- Text segment:
The selling of Maastricht was tracked as it went by the European Commission's regular opinion poll, the Eurobarometer. It and other polls continually showed widespread support for the Community generally and for Maastricht specifically, but during the contest, showed support for Maastricht losing ground across the Community.

If those responsible for the selling of the Treaty had paid close attention to earlier Eurobarometer signals, the last place (save Britain) to have held an early referendum would have been Denmark. For years the twice-yearly Eurobarometer has measured the lukewarm support for the Community among the Danes and the British, while registering strong support in, among others, Italy, Ireland and in the newest members, Spain, Portugal and Greece.

With most of the fieldwork for the final Eurobarometer during the process taking place after "Black Wednesday", it is likely that the chaos in the currency markets following the September 16 realignments will have been the main cause for the sharp drop in support for Maastricht in Britain.

Britain and Europe

In June '92, when MORI first measured Europe-wide attitudes to Maastricht for The European, the British then were marginally in support, 54 percent to 46 percent, leaving aside the 'don't knows'. This was still the case in mid September '92, just before "Black Wednesday", but in a poll taken for The Times in its immediate aftermath that memorable week, MORI found a huge swing against ratification of the Treaty, 62 percent opposed it and 38 percent were in favour. Opposition then widened so that by the end of September some 68 percent were opposed. By the end of October the balance was still opposed, but had moderated to 59 percent opposed, 41 percent in favour. The Eurobarometer figures (after reallocating the undecideds in proportion to those expressing a view) matched those tracked by MORI.

Europe is not by any means the most important issue in the minds of the British public, then or now. Between the British 1992 and 1997 general elections it varied from third place to seventh or eighth as 'top of mind' when people are asked 'What are the important issues facing Britain today?' (Chart 1), and ninth or tenth when asked 'What are the two or three most important issues that will help you to make up your mind on which party to vote for at the general election?' (Chart 2). Chart 2 also not only shows the salience to the issue among the general public, but that it falls to tenth place (from fifth) when put in an electoral context, and that it is only of primary concern to about a quarter of the electorate. Among those, at the time of the last election (April 1997), the Conservatives led on the issue, by 2:1, as the most sceptical of the major parties. (See Chart 3 & 4). It is of greater importance to more men (27% at end September 1997) than women (15%), and middle-class (28%) than working-class people (14%).

- Available data:
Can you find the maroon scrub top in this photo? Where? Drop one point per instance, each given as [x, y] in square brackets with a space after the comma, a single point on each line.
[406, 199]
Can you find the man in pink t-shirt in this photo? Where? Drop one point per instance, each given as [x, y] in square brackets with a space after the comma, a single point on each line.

- Objectives:
a – In the Maastricht passage, what share of the British opposed the Treaty by the end of September '92?
b – Please transcribe the stretch of the Maastricht passage from "Britain and Europe" through "tracked by MORI.".
c – Using the Maastricht passage, explain why Denmark should have been the last place, apart from Britain, to hold an early referendum.
The data can be set aside; nothing here depends on it.

- Solutions for each task:
a – Some 68 percent.

b –
Britain and Europe

In June '92, when MORI first measured Europe-wide attitudes to Maastricht for The European, the British then were marginally in support, 54 percent to 46 percent, leaving aside the 'don't knows'. This was still the case in mid September '92, just before "Black Wednesday", but in a poll taken for The Times in its immediate aftermath that memorable week, MORI found a huge swing against ratification of the Treaty, 62 percent opposed it and 38 percent were in favour. Opposition then widened so that by the end of September some 68 percent were opposed. By the end of October the balance was still opposed, but had moderated to 59 percent opposed, 41 percent in favour. The Eurobarometer figures (after reallocating the undecideds in proportion to those expressing a view) matched those tracked by MORI.

c – For years the twice-yearly Eurobarometer had measured only lukewarm support for the Community among the Danes. Close attention to those earlier signals would have ruled Denmark out as an early referendum site.